* [TASK DIRECTIONS]: All lines in the material below that hold "long" should be found and copied.

(Beginning of INFORMATION GIVEN)

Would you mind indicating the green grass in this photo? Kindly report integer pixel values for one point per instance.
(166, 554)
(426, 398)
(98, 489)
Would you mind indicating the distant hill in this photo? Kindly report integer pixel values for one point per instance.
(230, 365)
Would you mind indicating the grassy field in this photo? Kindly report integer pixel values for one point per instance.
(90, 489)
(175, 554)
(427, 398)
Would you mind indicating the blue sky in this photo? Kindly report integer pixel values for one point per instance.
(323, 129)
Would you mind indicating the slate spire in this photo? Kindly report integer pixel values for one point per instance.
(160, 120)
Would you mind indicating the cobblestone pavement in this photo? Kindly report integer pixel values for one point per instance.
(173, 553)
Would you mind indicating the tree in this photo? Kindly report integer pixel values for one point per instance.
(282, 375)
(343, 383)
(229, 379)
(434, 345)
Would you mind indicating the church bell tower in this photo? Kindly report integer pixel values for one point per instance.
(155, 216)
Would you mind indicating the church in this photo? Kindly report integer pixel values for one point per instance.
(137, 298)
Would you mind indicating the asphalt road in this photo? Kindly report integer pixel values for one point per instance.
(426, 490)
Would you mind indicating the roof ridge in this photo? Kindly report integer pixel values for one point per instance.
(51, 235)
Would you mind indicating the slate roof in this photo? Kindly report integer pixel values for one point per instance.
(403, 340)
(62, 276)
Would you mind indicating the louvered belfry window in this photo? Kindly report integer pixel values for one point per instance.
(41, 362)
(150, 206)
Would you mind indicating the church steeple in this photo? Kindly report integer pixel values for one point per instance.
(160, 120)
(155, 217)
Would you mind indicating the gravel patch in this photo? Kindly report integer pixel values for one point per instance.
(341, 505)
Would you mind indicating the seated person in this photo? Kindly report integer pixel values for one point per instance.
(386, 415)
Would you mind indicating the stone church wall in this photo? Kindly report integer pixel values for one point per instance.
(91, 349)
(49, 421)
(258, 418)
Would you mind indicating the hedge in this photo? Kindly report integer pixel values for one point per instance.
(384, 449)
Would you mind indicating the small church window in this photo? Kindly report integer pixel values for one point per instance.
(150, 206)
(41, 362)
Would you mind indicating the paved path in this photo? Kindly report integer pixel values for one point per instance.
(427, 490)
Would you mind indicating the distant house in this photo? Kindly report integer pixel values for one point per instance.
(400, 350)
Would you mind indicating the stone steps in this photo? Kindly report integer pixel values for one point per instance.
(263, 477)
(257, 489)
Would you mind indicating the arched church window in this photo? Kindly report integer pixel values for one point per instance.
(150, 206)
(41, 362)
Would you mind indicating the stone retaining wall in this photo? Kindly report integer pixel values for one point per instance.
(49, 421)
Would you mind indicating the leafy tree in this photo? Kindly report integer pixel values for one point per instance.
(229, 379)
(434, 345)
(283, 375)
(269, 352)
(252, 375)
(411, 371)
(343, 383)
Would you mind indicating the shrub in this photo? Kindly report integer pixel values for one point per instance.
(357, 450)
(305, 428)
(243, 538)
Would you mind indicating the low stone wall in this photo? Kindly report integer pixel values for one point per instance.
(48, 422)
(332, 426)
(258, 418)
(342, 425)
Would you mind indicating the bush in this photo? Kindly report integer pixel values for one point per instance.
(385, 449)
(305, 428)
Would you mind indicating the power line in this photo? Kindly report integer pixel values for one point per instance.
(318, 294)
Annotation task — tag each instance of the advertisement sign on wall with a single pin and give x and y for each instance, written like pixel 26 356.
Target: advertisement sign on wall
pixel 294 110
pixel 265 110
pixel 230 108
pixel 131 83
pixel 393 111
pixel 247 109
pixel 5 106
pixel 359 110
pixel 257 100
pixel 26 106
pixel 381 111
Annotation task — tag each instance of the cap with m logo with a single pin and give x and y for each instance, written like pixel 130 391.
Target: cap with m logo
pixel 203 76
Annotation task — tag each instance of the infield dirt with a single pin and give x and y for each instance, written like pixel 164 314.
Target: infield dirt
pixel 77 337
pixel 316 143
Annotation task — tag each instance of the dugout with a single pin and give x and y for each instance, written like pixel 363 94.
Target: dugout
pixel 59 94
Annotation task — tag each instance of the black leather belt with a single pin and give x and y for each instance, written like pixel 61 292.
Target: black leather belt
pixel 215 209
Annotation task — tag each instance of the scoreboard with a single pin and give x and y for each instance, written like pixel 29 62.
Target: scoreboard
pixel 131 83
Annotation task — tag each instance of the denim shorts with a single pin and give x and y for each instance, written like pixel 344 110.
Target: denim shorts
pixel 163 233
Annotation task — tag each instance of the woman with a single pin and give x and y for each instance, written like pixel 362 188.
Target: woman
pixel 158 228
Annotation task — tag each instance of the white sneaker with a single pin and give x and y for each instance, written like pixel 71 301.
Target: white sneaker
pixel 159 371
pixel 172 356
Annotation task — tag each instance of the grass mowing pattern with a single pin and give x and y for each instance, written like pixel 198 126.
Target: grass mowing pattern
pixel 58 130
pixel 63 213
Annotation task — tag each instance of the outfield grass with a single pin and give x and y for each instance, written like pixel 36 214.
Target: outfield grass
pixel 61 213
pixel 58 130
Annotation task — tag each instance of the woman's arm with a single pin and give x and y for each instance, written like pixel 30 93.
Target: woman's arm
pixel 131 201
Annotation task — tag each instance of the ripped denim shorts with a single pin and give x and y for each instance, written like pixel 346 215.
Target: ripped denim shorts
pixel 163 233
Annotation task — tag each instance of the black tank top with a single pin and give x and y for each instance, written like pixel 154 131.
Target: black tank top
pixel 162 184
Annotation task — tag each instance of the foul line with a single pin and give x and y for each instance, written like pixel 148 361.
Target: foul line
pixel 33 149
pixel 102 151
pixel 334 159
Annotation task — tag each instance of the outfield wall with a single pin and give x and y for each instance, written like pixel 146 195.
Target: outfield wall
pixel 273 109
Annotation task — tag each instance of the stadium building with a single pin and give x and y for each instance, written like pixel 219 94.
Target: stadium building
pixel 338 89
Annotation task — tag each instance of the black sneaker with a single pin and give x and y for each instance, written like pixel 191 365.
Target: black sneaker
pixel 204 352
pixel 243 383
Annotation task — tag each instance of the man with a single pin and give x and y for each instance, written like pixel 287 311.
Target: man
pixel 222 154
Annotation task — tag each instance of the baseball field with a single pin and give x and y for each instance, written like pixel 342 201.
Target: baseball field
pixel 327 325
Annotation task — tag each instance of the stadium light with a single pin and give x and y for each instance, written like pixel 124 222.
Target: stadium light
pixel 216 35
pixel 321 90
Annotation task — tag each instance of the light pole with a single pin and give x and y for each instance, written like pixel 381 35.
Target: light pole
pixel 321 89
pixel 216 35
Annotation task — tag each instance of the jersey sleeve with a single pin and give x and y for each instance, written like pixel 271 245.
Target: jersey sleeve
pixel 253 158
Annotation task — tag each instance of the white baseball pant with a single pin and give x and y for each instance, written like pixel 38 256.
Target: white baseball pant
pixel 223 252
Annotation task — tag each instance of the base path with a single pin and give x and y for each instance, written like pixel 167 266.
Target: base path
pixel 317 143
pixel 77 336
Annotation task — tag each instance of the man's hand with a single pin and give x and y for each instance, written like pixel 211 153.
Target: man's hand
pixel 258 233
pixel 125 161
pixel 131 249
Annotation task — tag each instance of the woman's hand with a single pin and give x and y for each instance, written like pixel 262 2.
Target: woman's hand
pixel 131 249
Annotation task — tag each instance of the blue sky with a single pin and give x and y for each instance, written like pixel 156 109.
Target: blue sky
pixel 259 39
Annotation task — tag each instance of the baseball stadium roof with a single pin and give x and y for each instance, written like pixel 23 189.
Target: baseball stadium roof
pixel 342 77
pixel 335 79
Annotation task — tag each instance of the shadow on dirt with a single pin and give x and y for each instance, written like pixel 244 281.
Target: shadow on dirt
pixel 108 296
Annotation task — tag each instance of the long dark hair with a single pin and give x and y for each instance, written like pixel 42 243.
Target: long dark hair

(End of INFORMATION GIVEN)

* [RESPONSE TO THE TASK]:
Annotation task — tag each instance of the long dark hair with a single pin and give x and y for each instance, written like pixel 42 243.
Target: long dark hair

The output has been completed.